## YOUR INSTRUCTIONS
Print the range of lines that opens with the line containing "I'd appreciate your help detecting the window" and closes with the last line of the listing. Include both ends; print nothing more.

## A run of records
################

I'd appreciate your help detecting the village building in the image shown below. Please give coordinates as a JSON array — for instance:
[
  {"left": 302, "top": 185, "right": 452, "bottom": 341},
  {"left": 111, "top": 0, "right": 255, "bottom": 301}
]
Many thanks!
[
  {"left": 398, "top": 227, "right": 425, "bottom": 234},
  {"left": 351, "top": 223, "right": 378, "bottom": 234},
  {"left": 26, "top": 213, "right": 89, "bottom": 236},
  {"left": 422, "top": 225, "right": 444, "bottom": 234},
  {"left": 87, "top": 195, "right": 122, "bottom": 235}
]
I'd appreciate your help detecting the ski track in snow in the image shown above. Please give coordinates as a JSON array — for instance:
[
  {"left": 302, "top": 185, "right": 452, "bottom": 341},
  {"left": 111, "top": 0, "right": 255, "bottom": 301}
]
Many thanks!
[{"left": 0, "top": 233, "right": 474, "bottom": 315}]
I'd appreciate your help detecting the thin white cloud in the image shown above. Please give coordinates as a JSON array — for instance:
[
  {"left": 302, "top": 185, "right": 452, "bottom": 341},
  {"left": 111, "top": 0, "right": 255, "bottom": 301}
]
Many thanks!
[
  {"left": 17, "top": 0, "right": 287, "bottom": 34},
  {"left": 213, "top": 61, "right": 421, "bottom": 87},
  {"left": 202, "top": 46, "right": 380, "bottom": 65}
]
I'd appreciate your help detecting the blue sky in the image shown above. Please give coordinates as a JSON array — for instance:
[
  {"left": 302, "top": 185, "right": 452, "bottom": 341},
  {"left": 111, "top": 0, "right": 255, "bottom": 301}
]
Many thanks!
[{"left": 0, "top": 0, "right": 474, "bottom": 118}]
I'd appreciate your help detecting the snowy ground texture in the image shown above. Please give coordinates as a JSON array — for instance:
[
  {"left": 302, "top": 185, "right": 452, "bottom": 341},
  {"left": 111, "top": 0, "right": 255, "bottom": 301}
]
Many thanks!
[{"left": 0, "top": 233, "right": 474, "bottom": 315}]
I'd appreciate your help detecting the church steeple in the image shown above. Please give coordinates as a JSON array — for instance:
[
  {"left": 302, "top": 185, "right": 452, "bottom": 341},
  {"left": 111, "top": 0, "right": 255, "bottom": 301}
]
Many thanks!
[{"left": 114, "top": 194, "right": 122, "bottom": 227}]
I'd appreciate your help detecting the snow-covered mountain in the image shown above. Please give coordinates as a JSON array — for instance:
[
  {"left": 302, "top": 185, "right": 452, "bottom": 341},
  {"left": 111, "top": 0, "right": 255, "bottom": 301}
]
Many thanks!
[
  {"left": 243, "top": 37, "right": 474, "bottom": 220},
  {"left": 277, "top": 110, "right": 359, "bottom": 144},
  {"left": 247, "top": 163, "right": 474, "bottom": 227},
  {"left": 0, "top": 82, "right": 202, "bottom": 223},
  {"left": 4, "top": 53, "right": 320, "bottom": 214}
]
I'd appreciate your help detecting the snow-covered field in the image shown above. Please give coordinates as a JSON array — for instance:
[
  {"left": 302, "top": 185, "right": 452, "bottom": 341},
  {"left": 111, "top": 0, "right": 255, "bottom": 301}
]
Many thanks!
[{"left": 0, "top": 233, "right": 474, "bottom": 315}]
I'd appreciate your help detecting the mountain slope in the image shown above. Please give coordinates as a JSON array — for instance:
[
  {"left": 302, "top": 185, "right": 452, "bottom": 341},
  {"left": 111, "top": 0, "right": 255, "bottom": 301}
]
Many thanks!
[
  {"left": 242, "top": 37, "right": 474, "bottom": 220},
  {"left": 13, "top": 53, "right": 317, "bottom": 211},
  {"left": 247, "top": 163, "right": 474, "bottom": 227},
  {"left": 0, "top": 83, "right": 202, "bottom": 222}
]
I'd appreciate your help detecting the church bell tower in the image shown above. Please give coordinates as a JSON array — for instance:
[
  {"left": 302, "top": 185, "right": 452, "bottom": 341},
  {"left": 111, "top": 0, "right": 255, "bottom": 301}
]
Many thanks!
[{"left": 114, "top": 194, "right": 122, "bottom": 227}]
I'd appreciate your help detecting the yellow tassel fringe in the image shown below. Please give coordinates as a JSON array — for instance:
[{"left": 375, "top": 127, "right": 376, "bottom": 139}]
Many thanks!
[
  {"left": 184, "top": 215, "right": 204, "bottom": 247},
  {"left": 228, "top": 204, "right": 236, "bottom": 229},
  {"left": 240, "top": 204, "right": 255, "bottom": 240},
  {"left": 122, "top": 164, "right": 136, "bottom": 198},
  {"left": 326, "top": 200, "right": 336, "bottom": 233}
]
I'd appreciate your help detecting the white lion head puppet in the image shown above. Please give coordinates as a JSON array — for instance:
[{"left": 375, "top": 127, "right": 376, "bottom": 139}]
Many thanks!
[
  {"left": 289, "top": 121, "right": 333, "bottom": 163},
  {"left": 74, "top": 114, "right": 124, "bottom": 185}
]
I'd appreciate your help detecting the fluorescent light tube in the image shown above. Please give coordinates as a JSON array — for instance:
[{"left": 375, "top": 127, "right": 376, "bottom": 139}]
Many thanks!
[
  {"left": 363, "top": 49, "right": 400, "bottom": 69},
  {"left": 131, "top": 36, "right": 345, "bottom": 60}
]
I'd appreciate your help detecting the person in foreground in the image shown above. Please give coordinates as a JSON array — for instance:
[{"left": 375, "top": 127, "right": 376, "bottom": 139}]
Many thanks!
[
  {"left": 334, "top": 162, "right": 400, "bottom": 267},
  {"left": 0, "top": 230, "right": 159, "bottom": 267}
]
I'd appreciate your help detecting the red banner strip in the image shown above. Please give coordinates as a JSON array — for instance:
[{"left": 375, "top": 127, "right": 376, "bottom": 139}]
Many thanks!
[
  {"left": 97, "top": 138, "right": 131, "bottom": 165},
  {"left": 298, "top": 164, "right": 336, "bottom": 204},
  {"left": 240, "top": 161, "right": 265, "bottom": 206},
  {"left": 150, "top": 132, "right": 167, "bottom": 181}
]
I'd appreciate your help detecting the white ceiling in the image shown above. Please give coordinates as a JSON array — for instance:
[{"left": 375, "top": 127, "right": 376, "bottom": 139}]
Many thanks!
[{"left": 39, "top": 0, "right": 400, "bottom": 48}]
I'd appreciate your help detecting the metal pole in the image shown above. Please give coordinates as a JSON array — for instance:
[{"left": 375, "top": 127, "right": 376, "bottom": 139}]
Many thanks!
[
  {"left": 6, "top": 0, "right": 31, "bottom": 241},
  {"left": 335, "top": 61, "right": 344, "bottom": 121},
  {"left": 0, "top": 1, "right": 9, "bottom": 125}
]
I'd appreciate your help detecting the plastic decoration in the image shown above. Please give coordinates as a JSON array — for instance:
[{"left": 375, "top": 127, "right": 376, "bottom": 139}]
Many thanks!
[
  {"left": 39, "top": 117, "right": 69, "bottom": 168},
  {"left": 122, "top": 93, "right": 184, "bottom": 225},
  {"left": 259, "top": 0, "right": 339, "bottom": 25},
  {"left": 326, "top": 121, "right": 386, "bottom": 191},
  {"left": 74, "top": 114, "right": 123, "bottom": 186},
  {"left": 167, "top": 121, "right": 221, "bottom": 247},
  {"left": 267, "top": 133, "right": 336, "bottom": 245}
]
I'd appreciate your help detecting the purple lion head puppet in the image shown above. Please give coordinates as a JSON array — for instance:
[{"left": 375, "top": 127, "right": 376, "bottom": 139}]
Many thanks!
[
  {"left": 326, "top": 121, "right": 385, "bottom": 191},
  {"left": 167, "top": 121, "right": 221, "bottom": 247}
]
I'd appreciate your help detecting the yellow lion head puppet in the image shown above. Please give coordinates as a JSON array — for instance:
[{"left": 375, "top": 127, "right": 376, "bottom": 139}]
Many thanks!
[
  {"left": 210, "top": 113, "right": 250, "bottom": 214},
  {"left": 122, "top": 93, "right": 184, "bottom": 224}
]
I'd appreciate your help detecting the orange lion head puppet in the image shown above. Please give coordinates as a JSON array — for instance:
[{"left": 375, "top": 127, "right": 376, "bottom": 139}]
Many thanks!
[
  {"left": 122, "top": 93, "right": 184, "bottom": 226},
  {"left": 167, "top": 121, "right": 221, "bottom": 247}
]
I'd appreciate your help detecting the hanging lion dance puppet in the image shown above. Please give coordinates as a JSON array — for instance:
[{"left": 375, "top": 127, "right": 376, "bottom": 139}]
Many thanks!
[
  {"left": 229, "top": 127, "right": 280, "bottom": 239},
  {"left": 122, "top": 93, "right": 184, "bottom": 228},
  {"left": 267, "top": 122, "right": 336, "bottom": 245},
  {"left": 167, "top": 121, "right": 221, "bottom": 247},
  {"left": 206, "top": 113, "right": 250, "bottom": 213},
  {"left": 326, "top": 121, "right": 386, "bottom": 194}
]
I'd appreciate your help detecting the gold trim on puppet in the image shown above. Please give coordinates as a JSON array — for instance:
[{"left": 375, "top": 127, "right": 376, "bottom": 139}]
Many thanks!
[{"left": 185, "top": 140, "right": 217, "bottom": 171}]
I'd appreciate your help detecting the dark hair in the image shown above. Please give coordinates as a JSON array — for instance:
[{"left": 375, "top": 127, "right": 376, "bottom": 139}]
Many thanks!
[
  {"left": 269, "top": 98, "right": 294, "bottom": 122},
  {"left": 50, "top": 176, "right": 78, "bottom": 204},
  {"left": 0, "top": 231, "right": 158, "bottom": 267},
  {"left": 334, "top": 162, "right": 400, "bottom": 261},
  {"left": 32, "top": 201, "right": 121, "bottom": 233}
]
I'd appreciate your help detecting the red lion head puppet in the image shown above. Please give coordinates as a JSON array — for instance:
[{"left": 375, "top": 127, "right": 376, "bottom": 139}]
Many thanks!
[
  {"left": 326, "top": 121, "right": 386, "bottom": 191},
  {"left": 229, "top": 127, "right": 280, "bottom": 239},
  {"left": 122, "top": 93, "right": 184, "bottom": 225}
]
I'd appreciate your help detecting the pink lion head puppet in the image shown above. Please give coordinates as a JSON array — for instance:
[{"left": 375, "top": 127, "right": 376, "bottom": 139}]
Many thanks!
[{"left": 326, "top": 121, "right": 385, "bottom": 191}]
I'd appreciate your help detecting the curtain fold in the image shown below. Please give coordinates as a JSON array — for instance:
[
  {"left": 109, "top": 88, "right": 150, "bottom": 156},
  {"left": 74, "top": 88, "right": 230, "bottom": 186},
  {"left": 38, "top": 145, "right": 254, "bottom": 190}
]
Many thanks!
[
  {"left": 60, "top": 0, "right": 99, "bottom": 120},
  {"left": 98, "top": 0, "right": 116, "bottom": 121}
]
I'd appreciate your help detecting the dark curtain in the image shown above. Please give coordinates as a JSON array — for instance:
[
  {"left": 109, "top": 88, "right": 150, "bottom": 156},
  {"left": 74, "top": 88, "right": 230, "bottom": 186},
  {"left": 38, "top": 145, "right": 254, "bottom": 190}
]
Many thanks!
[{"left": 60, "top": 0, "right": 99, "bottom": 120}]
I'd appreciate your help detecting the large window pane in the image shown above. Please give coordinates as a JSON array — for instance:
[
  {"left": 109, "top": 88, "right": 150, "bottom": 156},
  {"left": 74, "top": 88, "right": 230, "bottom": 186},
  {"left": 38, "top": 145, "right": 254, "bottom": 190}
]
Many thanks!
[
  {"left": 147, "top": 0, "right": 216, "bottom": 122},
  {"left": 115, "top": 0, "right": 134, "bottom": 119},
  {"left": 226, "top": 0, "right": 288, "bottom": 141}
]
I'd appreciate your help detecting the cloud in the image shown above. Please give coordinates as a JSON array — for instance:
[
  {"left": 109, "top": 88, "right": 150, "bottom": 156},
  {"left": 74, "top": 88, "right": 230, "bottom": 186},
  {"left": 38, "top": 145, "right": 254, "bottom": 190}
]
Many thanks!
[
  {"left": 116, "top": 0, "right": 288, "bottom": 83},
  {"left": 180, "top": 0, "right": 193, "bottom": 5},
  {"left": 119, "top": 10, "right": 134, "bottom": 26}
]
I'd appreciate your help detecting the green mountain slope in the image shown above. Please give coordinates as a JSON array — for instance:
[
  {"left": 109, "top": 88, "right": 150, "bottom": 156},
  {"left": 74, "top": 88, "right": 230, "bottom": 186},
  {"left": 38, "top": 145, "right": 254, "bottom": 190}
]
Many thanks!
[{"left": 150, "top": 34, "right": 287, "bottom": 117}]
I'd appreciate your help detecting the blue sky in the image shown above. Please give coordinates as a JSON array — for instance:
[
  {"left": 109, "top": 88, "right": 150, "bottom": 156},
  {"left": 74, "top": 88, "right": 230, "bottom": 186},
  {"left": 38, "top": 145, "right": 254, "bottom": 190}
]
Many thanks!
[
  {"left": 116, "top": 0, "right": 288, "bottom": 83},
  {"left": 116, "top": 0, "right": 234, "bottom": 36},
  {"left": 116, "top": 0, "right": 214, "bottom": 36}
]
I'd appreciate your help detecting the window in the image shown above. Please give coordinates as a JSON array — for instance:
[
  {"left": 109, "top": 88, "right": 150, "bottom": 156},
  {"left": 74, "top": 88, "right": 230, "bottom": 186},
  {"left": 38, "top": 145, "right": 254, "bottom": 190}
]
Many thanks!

################

## FINAL RESULT
I'd appreciate your help detecting the window in the image shown above. Please give coordinates as a JSON array — for instance:
[
  {"left": 109, "top": 88, "right": 150, "bottom": 156},
  {"left": 74, "top": 88, "right": 230, "bottom": 186},
  {"left": 38, "top": 145, "right": 254, "bottom": 190}
]
Many thanks!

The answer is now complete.